Aim: Return every line of the listing below that contains the string "slope". Matching is case-sensitive.

Data supplied:
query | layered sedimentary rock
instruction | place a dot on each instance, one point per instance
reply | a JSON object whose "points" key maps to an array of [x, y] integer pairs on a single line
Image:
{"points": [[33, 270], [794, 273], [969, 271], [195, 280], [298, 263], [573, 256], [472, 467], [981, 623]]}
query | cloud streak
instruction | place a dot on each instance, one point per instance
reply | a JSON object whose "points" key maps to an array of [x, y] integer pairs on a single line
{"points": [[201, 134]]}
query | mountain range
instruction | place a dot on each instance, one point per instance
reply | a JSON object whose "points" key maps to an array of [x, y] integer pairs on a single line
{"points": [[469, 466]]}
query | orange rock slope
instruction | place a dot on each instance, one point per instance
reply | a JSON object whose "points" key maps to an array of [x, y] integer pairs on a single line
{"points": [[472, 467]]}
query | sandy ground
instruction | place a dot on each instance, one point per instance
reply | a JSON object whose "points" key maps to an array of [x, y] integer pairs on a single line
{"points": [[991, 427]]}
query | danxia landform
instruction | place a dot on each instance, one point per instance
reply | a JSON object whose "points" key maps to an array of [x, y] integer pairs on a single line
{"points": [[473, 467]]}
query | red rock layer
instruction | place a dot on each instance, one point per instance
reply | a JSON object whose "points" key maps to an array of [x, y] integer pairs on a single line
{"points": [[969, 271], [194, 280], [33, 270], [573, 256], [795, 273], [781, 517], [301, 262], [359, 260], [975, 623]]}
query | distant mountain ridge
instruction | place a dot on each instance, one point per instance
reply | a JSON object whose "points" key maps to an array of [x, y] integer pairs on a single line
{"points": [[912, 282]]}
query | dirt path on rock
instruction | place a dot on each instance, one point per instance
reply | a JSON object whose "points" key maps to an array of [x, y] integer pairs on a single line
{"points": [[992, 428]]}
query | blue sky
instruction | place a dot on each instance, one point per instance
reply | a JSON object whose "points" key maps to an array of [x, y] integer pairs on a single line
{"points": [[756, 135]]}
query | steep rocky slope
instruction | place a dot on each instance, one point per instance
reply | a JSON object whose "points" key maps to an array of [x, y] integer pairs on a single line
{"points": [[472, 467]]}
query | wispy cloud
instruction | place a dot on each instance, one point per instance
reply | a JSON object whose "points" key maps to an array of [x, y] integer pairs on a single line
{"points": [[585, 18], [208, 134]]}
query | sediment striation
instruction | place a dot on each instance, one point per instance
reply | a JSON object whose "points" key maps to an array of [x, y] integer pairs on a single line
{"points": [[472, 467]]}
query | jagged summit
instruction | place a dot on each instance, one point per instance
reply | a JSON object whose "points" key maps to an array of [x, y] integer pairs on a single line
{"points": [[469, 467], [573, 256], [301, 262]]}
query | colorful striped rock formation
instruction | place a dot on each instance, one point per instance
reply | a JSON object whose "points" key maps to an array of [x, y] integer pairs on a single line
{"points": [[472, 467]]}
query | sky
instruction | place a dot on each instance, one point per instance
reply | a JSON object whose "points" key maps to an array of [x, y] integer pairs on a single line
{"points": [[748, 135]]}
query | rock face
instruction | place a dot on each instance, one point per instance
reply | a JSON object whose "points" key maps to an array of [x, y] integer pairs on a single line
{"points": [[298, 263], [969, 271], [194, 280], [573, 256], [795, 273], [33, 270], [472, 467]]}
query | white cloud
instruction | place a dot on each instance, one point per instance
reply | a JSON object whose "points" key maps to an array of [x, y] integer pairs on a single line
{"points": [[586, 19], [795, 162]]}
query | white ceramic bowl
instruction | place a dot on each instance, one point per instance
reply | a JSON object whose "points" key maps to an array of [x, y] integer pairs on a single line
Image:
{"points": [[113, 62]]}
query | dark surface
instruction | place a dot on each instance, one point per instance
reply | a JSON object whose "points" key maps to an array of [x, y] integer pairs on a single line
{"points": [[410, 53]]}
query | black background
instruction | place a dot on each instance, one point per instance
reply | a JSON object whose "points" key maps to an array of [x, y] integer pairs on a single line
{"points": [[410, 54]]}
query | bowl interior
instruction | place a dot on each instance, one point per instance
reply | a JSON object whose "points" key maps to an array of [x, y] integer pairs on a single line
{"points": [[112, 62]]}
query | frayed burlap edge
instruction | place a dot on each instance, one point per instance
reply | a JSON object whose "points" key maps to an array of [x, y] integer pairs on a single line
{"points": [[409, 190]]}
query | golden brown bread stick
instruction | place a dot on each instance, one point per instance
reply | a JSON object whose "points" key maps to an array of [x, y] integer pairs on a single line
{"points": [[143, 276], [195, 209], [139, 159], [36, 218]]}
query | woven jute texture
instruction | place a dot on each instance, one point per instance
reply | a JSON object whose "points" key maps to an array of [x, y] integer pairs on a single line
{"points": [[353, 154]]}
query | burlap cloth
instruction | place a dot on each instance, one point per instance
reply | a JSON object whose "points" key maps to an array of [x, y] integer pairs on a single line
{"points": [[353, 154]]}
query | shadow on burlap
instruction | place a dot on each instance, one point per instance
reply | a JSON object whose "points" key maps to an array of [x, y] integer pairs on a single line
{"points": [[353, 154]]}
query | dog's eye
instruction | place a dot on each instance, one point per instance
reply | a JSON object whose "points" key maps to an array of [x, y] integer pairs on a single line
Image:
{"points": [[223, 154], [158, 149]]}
...
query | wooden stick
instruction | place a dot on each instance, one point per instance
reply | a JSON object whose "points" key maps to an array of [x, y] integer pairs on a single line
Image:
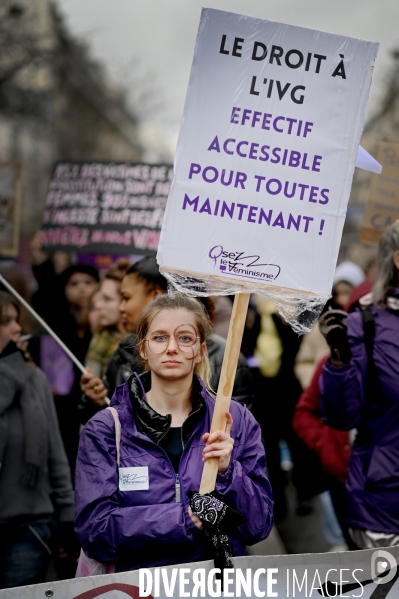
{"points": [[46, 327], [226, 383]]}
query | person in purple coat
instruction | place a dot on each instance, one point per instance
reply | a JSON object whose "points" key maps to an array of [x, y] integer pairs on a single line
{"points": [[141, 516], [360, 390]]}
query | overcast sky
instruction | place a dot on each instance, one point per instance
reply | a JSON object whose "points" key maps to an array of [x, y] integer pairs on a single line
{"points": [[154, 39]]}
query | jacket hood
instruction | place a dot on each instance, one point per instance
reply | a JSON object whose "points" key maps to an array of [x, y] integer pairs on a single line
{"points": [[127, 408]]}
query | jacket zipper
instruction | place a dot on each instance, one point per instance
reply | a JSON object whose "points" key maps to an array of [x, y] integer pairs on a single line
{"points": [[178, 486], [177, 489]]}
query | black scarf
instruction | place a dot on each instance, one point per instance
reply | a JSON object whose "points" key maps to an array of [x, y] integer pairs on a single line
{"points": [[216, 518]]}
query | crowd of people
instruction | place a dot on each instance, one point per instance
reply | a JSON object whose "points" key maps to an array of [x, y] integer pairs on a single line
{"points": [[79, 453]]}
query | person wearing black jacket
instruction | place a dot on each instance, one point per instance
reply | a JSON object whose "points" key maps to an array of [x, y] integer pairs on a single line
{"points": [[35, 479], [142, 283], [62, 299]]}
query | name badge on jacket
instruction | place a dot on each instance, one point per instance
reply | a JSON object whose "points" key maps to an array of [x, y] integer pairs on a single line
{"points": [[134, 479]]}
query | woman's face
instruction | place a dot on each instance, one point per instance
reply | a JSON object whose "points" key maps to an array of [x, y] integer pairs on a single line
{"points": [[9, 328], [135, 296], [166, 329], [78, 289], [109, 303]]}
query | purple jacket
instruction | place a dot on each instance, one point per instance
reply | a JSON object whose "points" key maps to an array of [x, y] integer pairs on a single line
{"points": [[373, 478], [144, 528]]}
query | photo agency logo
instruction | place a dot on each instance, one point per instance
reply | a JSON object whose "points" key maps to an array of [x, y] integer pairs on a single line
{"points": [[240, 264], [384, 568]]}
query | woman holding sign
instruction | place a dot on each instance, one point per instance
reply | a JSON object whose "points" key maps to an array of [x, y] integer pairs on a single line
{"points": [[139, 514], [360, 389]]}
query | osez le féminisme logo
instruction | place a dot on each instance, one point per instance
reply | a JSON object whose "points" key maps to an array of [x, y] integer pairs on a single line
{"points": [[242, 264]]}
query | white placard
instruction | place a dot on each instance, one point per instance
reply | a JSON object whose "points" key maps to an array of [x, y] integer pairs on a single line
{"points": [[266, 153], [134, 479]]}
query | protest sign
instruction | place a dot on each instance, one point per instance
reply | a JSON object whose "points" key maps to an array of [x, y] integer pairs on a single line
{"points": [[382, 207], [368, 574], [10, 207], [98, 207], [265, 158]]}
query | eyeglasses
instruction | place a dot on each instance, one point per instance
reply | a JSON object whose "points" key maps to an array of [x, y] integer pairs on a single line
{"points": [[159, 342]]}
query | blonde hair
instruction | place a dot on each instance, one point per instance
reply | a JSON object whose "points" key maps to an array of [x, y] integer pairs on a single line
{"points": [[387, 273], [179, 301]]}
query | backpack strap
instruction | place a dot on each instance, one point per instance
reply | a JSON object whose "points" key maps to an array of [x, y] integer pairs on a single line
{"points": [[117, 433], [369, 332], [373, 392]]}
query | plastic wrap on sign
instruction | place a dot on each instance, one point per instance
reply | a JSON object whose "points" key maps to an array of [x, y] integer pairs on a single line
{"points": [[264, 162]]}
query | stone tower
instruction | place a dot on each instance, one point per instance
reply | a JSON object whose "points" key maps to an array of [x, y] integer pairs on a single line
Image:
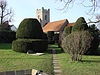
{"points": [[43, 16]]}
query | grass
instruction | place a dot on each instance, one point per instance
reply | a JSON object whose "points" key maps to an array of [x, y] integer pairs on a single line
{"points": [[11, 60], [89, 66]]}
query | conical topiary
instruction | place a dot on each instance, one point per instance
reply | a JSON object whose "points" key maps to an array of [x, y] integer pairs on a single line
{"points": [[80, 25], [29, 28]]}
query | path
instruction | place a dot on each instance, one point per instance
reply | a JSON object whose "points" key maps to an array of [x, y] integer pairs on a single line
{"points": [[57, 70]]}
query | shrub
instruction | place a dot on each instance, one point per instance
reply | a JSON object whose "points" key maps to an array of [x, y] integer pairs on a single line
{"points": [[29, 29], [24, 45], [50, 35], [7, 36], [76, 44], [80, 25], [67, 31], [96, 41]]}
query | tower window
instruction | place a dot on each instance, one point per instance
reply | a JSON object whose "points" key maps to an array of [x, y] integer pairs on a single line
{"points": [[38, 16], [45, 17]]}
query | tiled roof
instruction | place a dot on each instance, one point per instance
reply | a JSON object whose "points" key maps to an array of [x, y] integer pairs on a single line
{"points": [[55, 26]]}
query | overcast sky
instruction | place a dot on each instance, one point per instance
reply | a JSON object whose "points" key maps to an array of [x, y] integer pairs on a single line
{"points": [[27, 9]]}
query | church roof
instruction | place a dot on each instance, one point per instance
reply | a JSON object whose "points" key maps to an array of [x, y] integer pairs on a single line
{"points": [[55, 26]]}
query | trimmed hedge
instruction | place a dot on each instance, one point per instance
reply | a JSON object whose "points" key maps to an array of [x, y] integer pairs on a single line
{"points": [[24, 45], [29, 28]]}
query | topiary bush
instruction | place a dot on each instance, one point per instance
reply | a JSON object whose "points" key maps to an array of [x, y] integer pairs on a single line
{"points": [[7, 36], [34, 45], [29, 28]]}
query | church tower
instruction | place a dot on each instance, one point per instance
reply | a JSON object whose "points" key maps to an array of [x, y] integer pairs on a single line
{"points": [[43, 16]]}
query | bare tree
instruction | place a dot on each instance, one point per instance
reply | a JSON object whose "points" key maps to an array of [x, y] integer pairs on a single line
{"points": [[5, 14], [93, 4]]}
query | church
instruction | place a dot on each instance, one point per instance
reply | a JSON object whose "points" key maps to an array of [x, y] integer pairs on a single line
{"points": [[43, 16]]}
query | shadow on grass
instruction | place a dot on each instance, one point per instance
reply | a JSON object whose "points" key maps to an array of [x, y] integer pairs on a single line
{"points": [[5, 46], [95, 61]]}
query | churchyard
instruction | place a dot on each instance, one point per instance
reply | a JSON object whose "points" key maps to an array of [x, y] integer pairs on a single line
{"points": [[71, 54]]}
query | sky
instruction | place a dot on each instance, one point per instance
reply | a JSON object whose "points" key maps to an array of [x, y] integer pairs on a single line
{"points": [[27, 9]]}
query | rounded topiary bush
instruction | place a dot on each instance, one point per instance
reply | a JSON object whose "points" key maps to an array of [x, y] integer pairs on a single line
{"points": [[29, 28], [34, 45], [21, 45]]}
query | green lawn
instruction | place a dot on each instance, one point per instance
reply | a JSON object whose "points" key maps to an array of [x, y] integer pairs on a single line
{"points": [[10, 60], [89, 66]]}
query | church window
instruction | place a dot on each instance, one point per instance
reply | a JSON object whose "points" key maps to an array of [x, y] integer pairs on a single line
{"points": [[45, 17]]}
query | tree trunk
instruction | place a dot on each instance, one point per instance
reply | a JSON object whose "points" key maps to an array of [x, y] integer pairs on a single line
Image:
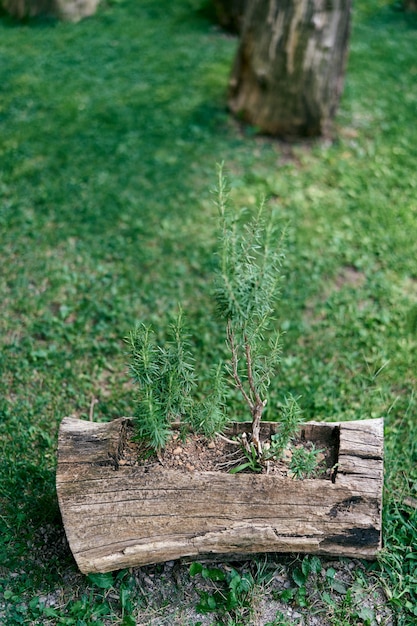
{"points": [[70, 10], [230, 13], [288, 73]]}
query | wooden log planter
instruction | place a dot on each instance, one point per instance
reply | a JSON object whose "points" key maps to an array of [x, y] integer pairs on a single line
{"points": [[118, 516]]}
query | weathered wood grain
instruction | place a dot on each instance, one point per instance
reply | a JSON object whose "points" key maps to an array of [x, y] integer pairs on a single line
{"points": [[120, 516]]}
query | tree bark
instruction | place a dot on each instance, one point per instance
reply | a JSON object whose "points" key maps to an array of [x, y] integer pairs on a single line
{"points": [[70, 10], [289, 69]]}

Solution below:
query | orange rock slope
query | steep rocky slope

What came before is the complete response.